Point annotation dataset records =>
§

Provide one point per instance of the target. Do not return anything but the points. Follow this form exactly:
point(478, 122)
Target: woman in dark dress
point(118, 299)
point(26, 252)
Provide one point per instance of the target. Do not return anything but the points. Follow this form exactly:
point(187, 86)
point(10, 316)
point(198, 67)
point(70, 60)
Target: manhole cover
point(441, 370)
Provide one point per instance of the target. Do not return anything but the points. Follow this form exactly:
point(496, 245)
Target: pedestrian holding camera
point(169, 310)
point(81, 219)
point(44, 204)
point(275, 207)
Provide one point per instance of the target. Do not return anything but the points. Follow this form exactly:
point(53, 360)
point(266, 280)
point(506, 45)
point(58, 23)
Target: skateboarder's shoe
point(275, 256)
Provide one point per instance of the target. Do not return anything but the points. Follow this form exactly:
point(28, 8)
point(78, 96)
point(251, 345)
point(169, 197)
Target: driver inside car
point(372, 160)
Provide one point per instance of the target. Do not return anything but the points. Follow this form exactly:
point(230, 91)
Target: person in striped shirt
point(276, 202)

§

EXERCISE OBJECTIVE =>
Put every line above into a numbered list, leaving out any blank lines.

EXERCISE SOLUTION =>
1. Provide one point per instance of the target. Do not return anything but the points. Follow this form exactly:
2. point(478, 122)
3. Target: woman in dark dress
4. point(118, 299)
5. point(26, 252)
6. Provide one point per instance of the target. Do not return anything but the points. Follow this form exactly:
7. point(187, 86)
8. point(10, 316)
9. point(198, 67)
10. point(70, 60)
11. Target: manhole cover
12. point(441, 370)
13. Provide one point per instance of the target. Do not return anything but the points. Follow this form exactly:
14. point(496, 245)
15. Target: pedestrian holding camera
16. point(169, 310)
17. point(81, 219)
18. point(44, 204)
19. point(275, 207)
20. Provide one point per instance of the target. Do not return anything but the points. Follow this form exactly:
21. point(53, 360)
22. point(266, 280)
23. point(506, 45)
24. point(58, 23)
25. Target: skateboarder's shoe
26. point(275, 256)
27. Provide one point per instance of the target. Do not return anything but the points. Follow this form exactly:
28. point(28, 8)
29. point(78, 96)
30. point(251, 345)
31. point(169, 197)
32. Target: driver inside car
33. point(372, 160)
34. Provide one point per instance of the target. Do not return anything but the points. Follow this form exactly:
35. point(230, 91)
36. Target: person in striped shirt
37. point(276, 202)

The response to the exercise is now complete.